_DOCUMENT TEXT_
BEGIN

The ‘gut’ is a very sensitive organ and if you’re not digesting adequately, have an imbalance of bacteria or are eating too many irritating foods, the gut lining is prone to becoming inflamed and ‘leaky’. It is essential to restore balance before healing and repair can take place. There are a number of substances that will aggravate a leaky gut by causing irritation to the delicate lining. The most important to avoid are alcohol, excess caffeine, cigarettes, drug use, processed food and food additives. To promote the good bacteria in your gut, reduce your intake of sugar and refined foods – these encourage bad bacteria to increase quickly. Eat plenty of fibre-rich fruits, vegetables and some live natural yoghurt – these help to encourage the growth of beneficial bacteria. I would also recommend a good quality probiotic supplement to help restore levels. Probiotics have been shown to replenish healthy bacteria in the gut that are removed by antibiotics.
We think we digest our own food – actually it is the bacteria living in our guts that do most of it for us, and if they are not happy, we don’t get fed. Probiotics can be found in yoghurts, fermented foods such as miso, and are available as powders and supplements. Make sure you read the label for live and active cultures as well as checking the expiration date and making sure they are properly stored.
- Oliver’s Top Tips:
Try fermented foods. Kimchee or Sauerkraut, a cabbage prepared in its fermented form is a prebiotic (plant fibres), which helps the good bacteria return to your gut. It is also rich in glutamine.
- The preferred ‘fuel’ for the cells lining of the ‘gut’ is an amino acid called glutamine. A generous supply of glutamine can help repair and maintain a healthy small intestinal lining.

END

_PROVIDED RECORDS_
BEGIN

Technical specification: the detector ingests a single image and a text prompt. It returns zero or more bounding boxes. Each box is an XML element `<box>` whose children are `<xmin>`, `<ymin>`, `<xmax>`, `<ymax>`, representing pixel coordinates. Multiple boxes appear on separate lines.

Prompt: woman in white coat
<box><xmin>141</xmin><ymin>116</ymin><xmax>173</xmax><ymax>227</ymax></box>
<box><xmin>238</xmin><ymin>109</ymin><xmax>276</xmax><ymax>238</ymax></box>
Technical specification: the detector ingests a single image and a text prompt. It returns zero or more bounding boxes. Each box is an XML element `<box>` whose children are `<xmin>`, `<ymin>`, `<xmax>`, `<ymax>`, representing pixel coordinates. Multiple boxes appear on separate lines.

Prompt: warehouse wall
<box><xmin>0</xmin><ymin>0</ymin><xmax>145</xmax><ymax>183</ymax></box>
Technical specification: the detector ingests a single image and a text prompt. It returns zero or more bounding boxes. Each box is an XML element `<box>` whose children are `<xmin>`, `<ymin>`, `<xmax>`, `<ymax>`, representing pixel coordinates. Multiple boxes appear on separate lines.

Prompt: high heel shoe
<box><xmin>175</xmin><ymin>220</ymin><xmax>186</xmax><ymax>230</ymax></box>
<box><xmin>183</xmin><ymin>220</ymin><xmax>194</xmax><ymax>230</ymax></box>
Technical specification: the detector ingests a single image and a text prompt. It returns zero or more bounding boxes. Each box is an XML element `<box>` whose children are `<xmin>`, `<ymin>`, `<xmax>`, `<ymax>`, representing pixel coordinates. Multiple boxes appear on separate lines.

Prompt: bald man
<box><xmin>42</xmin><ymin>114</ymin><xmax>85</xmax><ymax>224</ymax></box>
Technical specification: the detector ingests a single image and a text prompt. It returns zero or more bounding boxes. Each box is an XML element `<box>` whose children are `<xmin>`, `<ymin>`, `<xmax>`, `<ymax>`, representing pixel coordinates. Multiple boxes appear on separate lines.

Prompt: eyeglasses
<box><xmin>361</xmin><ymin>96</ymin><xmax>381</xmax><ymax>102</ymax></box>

END

_PROMPT_
According to the gut health text, what is the preferred fuel for the cells lining the gut?

_WRITTEN ANSWER_
An amino acid called glutamine.